| 10:18 pm on Apr 8, 2010 (gmt 0)|
|Why am I not doing paid links as a primary strategy? |
I guess you could call this a reason from Matt Cutts...
|March 3, 2010 |
"Google has been working on some new algorithms and tools to tackle linkspam and we’d like to ask for linkspam reports from you. If you’d like to tell us about web sites that appear to be using spammy links (e.g. paid links that pass PageRank, blog spammers, guestbook spammers, etc.),..."
Google has been doing the war-dance about paid links for many years, but while it's absolutely true that you can still pay your way to the top, maybe Google has a new method to identify paid links. (I doubt it, but it's possible)
On the other hand, the risk is that even though you run a completely white hat site, you could still get nailed by something like the -950 and suffer just as bad as if you were the worst spammer in the history of America.
It's a hard call unless your site is a throw-away you don't mind experimenting with.

__Information supplied__
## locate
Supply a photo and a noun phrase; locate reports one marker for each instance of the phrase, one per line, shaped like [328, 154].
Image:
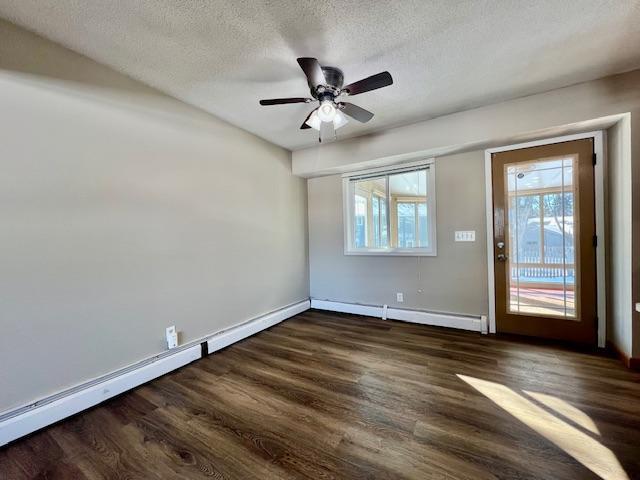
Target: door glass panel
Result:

__Actions to take__
• A. In the forum post on paid links, which penalty is named as a risk that could hit even a completely white hat site?
• B. Reproduce the passage of the forum post on paid links starting at "Google has been doing" and ending at "but it's possible)".

__Solutions__
• A. The -950.

• B.
Google has been doing the war-dance about paid links for many years, but while it's absolutely true that you can still pay your way to the top, maybe Google has a new method to identify paid links. (I doubt it, but it's possible)